= Task to complete =
Beginning at the line containing "Query: dinosaur open mouth", output every line to the end of the data below exactly as it appears.

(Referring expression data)
= = = =

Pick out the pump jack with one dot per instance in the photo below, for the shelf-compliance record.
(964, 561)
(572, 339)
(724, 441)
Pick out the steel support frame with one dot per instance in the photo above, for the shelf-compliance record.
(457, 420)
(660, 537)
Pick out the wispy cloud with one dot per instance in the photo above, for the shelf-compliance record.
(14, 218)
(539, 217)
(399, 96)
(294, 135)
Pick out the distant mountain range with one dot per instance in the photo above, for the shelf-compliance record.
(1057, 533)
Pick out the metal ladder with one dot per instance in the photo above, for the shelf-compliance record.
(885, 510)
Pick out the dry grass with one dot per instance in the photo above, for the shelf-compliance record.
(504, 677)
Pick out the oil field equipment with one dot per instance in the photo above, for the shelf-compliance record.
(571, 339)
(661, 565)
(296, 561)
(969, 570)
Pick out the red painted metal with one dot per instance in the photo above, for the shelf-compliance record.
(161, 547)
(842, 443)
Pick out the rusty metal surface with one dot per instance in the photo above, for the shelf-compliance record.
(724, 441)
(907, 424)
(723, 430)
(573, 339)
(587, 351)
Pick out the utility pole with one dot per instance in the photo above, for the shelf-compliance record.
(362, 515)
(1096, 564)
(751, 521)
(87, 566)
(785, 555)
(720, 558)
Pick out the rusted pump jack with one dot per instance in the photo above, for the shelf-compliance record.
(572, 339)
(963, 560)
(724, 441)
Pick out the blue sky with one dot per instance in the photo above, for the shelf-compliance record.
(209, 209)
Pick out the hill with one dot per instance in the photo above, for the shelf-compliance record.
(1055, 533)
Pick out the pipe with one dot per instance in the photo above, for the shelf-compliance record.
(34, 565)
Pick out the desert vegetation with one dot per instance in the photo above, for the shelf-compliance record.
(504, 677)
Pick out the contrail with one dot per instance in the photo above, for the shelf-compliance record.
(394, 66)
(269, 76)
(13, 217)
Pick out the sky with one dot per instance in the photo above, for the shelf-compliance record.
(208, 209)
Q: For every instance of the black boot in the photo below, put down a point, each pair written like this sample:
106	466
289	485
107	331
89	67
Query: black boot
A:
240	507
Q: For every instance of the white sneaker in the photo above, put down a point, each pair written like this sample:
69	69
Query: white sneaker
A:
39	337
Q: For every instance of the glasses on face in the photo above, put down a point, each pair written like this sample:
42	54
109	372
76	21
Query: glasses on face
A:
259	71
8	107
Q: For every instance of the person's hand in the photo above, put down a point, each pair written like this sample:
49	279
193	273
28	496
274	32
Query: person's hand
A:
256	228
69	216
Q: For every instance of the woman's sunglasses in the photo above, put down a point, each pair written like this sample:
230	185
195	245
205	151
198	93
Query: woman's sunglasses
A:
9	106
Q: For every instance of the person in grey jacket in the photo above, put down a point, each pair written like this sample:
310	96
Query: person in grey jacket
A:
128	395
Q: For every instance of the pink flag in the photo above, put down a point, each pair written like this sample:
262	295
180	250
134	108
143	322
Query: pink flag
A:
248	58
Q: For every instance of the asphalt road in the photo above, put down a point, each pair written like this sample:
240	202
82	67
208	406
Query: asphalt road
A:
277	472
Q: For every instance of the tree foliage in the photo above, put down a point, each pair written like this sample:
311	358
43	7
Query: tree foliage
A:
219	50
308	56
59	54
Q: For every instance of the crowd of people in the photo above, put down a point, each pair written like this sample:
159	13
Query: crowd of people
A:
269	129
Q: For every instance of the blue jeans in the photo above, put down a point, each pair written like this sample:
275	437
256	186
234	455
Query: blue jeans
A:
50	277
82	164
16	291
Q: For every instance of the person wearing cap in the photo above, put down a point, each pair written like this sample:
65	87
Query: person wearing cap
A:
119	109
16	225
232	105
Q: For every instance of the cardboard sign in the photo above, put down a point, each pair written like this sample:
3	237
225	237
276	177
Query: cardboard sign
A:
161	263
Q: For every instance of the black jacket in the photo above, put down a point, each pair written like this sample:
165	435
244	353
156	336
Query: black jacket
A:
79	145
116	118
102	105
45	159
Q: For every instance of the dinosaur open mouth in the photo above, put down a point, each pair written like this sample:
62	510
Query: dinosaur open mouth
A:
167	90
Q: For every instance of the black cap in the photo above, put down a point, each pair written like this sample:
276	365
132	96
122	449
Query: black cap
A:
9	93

= = = =

= Solution to this exercise =
Query: dinosaur open mouth
A:
167	90
Q: For every instance of the black cap in the photo above, put down a point, each pair written like this sample:
276	365
132	96
122	449
Query: black cap
A:
9	93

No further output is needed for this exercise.